**Action item:** From the first line to the last, return the data exactly, with no pictures.

Stored records:
+++
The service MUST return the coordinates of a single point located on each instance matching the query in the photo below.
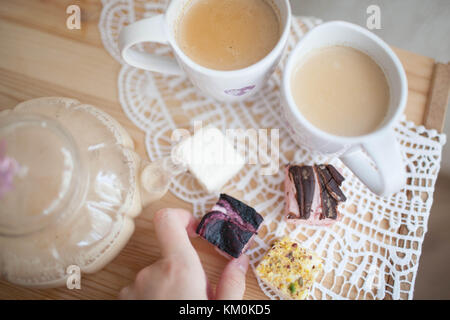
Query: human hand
(179, 274)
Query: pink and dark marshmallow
(230, 225)
(313, 194)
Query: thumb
(231, 285)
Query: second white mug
(385, 174)
(225, 86)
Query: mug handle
(389, 176)
(147, 30)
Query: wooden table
(39, 57)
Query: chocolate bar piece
(313, 194)
(330, 183)
(230, 225)
(304, 181)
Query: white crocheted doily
(372, 253)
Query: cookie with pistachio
(289, 269)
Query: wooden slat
(438, 97)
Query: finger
(173, 227)
(231, 285)
(126, 293)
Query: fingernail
(243, 262)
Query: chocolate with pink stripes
(230, 225)
(317, 192)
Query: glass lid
(38, 162)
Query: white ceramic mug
(388, 174)
(222, 85)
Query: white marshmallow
(210, 157)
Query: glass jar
(70, 186)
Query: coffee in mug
(341, 90)
(228, 34)
(227, 48)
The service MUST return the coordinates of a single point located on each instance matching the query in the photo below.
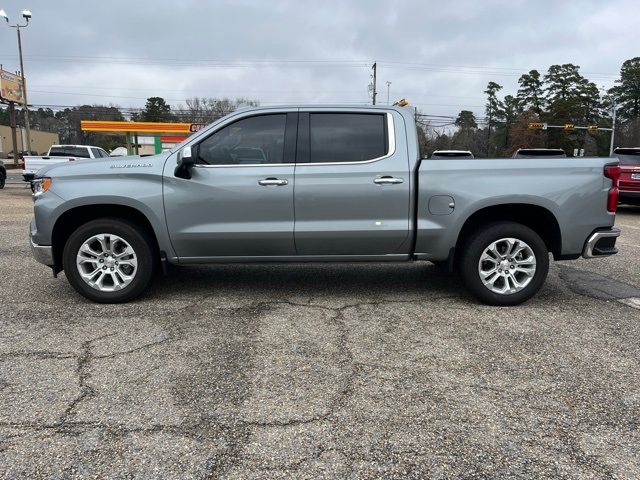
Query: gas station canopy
(136, 127)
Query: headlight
(41, 185)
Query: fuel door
+++
**Solution for this task:**
The service MUST return the coordinates of a single point located on each instance matching the query in the photo below.
Query: human hand
(179, 274)
Query: pink and dark marshmallow
(230, 225)
(313, 194)
Query: thumb
(231, 285)
Query: second white mug
(385, 174)
(225, 86)
Query: mug handle
(389, 176)
(147, 30)
Query: wooden table
(39, 57)
Query: chocolate bar piece
(313, 194)
(330, 183)
(230, 225)
(304, 181)
Query: white crocheted doily
(372, 253)
Query: cookie with pistachio
(289, 269)
Query: wooden slat
(438, 97)
Query: finger
(173, 227)
(231, 285)
(126, 293)
Query: fingernail
(243, 262)
Query: chocolate with pink stripes
(230, 225)
(317, 192)
Query: glass lid
(38, 162)
Query: white ceramic mug
(388, 174)
(222, 85)
Query: white marshmallow
(210, 157)
Query: glass jar
(70, 186)
Query: coffee in mug
(341, 90)
(228, 34)
(227, 48)
The service MUST return the coordinates of a single point located on each instance matching the query in the photo below.
Query: gas station canopy
(136, 127)
Query: headlight
(41, 185)
Query: fuel door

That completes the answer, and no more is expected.